Items from a labeling collection:

+++

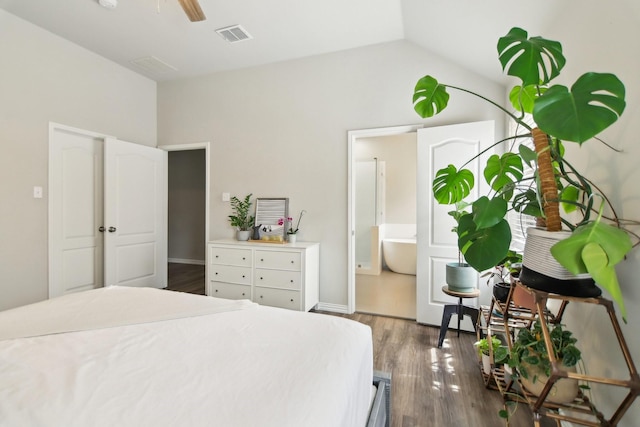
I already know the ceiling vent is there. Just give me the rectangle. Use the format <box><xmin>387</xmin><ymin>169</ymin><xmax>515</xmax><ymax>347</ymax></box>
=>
<box><xmin>131</xmin><ymin>56</ymin><xmax>177</xmax><ymax>74</ymax></box>
<box><xmin>216</xmin><ymin>25</ymin><xmax>253</xmax><ymax>43</ymax></box>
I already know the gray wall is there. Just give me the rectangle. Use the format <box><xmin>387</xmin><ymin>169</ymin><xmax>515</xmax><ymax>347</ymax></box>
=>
<box><xmin>0</xmin><ymin>10</ymin><xmax>156</xmax><ymax>310</ymax></box>
<box><xmin>168</xmin><ymin>150</ymin><xmax>206</xmax><ymax>263</ymax></box>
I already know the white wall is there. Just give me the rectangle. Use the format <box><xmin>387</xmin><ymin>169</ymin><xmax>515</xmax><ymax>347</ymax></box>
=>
<box><xmin>354</xmin><ymin>132</ymin><xmax>418</xmax><ymax>224</ymax></box>
<box><xmin>158</xmin><ymin>42</ymin><xmax>503</xmax><ymax>307</ymax></box>
<box><xmin>0</xmin><ymin>10</ymin><xmax>156</xmax><ymax>310</ymax></box>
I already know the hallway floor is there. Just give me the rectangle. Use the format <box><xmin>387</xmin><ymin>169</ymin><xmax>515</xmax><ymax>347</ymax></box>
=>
<box><xmin>356</xmin><ymin>270</ymin><xmax>416</xmax><ymax>320</ymax></box>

+++

What you need to do: Copy out the rows word for word, from the line containing "I already know the hallway" through the last line of the rows.

Result of the exercise:
I already know the hallway floor is there. Just give me the rectangle. Use the format <box><xmin>387</xmin><ymin>169</ymin><xmax>515</xmax><ymax>347</ymax></box>
=>
<box><xmin>356</xmin><ymin>270</ymin><xmax>416</xmax><ymax>320</ymax></box>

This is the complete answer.